REQUIREMENT
Find the line that contains "Target | white window frame" and print it and every line after it, exactly, please.

DATA SUPPLIED
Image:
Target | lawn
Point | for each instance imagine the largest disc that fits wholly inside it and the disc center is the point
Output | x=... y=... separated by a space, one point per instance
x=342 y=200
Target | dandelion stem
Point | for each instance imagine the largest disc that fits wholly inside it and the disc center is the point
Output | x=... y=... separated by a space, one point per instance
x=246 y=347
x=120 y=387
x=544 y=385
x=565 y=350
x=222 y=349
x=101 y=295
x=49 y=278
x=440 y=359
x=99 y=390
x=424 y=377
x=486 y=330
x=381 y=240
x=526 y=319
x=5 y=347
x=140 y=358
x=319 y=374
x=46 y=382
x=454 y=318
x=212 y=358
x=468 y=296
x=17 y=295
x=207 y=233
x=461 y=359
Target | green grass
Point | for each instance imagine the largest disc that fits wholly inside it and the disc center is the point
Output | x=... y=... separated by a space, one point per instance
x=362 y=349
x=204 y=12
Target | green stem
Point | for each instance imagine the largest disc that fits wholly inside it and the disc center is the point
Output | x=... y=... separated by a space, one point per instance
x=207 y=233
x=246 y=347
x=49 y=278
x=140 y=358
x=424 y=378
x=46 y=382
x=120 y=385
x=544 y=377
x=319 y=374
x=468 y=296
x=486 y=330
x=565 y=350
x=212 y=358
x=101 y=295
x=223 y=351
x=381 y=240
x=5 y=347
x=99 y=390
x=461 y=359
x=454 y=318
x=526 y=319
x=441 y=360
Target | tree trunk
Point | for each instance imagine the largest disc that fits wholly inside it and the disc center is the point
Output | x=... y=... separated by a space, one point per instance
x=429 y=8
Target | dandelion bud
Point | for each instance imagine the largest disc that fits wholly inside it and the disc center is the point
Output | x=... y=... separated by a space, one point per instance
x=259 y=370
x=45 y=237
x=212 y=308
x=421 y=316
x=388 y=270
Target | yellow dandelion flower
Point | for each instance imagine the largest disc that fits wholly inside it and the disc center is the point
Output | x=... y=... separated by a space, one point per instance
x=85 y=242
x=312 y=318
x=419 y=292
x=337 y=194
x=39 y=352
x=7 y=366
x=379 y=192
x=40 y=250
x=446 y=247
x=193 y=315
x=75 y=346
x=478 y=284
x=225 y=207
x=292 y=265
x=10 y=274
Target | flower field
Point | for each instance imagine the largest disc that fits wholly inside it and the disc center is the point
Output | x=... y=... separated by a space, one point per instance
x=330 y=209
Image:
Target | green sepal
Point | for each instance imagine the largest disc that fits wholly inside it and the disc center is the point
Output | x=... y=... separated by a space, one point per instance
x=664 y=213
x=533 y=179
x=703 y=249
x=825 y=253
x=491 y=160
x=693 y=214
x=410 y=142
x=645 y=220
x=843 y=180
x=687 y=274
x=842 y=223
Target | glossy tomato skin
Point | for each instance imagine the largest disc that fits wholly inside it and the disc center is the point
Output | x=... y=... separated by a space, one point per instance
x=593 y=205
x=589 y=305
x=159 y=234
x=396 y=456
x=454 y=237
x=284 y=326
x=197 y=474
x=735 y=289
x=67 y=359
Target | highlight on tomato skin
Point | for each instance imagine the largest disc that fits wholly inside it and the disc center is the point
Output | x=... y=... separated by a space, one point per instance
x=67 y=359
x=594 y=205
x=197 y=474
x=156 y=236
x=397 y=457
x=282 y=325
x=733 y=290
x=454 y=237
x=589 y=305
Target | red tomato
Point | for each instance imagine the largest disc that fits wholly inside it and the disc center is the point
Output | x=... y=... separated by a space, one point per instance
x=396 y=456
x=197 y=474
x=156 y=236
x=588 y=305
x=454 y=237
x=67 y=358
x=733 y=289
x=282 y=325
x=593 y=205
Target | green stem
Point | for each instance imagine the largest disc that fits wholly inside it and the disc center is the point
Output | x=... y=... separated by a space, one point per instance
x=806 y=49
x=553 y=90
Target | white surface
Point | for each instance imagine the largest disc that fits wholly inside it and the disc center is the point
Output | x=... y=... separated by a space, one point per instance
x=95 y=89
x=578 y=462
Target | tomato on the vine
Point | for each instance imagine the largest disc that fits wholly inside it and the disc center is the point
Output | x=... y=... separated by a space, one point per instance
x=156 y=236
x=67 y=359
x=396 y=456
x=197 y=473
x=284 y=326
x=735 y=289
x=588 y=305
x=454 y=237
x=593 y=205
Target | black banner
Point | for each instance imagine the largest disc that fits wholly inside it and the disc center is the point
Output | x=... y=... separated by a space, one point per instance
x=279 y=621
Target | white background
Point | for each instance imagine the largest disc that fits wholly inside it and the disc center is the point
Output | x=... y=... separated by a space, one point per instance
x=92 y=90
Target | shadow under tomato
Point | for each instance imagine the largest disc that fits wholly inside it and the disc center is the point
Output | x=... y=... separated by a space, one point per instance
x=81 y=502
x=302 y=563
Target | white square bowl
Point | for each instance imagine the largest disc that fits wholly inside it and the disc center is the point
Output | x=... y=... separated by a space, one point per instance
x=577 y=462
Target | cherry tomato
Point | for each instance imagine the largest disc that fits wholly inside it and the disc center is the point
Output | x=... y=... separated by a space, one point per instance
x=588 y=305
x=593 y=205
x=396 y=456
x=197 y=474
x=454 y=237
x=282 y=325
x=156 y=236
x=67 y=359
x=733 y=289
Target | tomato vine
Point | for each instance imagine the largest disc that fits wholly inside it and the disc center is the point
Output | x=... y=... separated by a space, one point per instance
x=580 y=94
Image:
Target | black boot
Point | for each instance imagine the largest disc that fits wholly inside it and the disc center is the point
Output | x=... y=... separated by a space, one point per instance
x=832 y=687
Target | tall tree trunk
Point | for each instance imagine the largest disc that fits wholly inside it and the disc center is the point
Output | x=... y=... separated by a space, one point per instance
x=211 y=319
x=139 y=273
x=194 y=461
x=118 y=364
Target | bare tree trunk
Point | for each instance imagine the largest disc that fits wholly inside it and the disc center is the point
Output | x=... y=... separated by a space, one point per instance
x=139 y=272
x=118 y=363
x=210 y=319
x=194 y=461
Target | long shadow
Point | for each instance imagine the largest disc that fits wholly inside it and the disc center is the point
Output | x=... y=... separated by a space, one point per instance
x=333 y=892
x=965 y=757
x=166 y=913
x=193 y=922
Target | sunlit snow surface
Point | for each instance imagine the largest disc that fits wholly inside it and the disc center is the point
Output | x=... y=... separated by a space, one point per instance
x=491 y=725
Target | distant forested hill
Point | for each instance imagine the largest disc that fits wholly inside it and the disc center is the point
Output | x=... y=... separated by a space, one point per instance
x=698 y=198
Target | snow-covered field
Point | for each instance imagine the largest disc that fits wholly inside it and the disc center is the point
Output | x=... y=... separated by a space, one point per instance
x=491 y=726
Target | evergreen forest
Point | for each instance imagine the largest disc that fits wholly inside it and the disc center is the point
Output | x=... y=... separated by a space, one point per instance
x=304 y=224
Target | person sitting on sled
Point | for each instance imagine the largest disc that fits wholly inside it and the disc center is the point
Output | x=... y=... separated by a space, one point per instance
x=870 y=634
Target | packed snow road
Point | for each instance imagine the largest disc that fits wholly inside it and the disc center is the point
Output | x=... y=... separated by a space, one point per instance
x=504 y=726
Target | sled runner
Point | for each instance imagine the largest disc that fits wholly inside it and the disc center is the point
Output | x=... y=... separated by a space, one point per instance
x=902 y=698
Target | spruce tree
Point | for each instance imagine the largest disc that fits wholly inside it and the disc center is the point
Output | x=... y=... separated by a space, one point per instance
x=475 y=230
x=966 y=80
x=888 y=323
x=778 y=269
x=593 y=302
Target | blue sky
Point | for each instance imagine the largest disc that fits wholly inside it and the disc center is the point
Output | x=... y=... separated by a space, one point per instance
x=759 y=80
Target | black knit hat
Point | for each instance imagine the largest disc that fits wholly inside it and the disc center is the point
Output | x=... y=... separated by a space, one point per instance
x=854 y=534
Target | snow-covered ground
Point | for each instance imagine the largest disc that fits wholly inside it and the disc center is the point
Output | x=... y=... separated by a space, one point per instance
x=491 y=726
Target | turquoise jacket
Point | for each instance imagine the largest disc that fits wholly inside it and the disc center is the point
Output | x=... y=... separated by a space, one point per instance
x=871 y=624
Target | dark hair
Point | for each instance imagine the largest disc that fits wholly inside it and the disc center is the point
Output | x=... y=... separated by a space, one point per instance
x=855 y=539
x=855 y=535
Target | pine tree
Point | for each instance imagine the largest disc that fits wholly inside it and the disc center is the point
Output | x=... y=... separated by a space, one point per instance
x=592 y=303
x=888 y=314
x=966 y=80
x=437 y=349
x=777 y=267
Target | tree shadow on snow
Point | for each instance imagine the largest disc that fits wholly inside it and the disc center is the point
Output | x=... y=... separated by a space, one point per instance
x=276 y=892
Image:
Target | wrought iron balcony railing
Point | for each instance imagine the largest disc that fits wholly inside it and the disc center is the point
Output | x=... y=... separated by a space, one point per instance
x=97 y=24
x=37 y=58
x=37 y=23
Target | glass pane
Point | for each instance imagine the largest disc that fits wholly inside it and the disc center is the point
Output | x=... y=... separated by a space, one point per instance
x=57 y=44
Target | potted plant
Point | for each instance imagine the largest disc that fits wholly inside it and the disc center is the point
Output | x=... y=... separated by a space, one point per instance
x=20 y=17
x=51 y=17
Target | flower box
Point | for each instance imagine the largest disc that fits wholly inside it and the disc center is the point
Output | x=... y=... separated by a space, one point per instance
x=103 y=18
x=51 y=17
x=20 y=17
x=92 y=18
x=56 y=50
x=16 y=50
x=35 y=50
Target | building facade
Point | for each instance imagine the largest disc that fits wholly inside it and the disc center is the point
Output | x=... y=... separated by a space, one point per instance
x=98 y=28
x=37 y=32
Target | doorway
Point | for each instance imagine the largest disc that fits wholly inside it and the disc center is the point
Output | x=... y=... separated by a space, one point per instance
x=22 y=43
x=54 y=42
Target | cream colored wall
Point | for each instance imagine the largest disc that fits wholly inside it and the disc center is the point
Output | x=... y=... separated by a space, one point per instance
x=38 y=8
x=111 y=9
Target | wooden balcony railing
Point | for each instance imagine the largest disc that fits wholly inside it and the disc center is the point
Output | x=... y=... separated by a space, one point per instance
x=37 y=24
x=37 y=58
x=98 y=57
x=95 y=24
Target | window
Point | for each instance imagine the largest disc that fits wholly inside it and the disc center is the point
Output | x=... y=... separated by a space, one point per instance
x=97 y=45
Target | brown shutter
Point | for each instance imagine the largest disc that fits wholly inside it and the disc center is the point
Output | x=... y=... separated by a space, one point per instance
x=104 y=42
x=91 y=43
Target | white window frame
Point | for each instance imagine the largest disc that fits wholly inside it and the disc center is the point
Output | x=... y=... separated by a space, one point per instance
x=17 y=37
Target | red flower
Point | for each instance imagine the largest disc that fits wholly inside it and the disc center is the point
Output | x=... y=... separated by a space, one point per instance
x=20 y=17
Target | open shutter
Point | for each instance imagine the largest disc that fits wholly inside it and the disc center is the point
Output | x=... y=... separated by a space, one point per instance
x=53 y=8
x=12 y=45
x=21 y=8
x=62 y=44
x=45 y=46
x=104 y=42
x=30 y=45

THE OUTPUT
Target | white window frame
Point | for each instance imagine the largest disc that fits wholly inside it and the disc center is the point
Output | x=... y=... separated by a space, one point per instance
x=17 y=37
Target | red flower
Point | for each instance imagine the largest disc that fits wholly inside it and the disc center is the point
Output | x=... y=... separated by a space, one point per instance
x=20 y=17
Target | open shutter
Point | for each instance imagine the largest disc that fits wholly inside it and the disc center is the point
Output | x=... y=... separated by a space, one point per instance
x=53 y=8
x=12 y=45
x=21 y=8
x=62 y=44
x=45 y=46
x=104 y=42
x=30 y=45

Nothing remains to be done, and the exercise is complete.